→ MATERIAL PROVIDED
== Segment start ==
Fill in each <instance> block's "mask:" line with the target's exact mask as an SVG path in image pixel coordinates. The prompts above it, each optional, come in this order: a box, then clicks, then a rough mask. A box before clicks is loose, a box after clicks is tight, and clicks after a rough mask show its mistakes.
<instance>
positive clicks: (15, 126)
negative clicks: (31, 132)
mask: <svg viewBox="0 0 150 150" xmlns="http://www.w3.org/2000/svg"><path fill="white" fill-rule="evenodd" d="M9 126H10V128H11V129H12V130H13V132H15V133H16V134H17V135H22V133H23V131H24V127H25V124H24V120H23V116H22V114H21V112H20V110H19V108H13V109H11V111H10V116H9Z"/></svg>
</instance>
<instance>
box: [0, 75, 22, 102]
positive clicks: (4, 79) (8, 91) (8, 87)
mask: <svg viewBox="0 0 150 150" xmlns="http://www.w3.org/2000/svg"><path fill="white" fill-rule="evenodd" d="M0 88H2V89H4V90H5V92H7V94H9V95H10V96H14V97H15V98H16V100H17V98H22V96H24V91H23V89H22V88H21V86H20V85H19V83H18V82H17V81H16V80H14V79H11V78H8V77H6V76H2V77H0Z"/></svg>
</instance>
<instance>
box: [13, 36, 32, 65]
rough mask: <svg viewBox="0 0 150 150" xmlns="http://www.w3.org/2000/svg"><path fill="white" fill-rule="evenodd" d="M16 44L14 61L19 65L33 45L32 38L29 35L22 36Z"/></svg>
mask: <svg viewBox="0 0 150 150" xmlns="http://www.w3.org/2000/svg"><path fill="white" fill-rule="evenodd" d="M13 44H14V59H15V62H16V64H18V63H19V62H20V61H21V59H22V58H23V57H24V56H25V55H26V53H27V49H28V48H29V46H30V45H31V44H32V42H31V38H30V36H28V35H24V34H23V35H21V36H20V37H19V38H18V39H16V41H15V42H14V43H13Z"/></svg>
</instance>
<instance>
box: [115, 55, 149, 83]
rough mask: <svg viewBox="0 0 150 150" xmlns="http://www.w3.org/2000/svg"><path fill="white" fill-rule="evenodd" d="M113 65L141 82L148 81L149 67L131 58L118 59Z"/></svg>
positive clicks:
== Segment end ==
All of the data above needs to be given again exactly.

Fill in each <instance> block's "mask:" line with the target's exact mask as an SVG path in image pixel coordinates. The prompts above it, each optional, come in this order: a box, then clicks, then a rough mask. A box before clicks is loose, a box after clicks is tight, and clicks after a rough mask show its mistakes.
<instance>
positive clicks: (15, 126)
negative clicks: (31, 132)
mask: <svg viewBox="0 0 150 150" xmlns="http://www.w3.org/2000/svg"><path fill="white" fill-rule="evenodd" d="M9 126H10V128H11V129H12V130H13V132H15V133H16V134H17V135H22V133H23V131H24V127H25V124H24V120H23V116H22V114H21V112H20V110H19V108H13V109H11V111H10V116H9Z"/></svg>
</instance>
<instance>
box: [0, 75, 22, 102]
positive clicks: (4, 79) (8, 91) (8, 87)
mask: <svg viewBox="0 0 150 150" xmlns="http://www.w3.org/2000/svg"><path fill="white" fill-rule="evenodd" d="M0 88H2V89H4V90H5V92H7V94H9V95H10V96H14V97H15V98H16V100H17V98H22V96H24V91H23V89H22V88H21V86H20V85H19V83H18V82H17V81H16V80H14V79H11V78H8V77H6V76H2V77H0Z"/></svg>
</instance>
<instance>
box: [13, 36, 32, 65]
rough mask: <svg viewBox="0 0 150 150" xmlns="http://www.w3.org/2000/svg"><path fill="white" fill-rule="evenodd" d="M16 44L14 61L19 65L33 45L32 38L29 35L22 36Z"/></svg>
mask: <svg viewBox="0 0 150 150" xmlns="http://www.w3.org/2000/svg"><path fill="white" fill-rule="evenodd" d="M13 44H14V59H15V62H16V64H18V63H19V62H20V61H21V59H22V58H23V57H24V56H25V55H26V53H27V49H28V48H29V46H30V45H31V44H32V42H31V38H30V36H28V35H24V34H23V35H21V36H20V37H19V38H18V39H16V41H15V42H14V43H13Z"/></svg>
</instance>
<instance>
box: [115, 55, 149, 83]
rough mask: <svg viewBox="0 0 150 150" xmlns="http://www.w3.org/2000/svg"><path fill="white" fill-rule="evenodd" d="M113 65L141 82L148 81L149 67L131 58L118 59Z"/></svg>
positive clicks:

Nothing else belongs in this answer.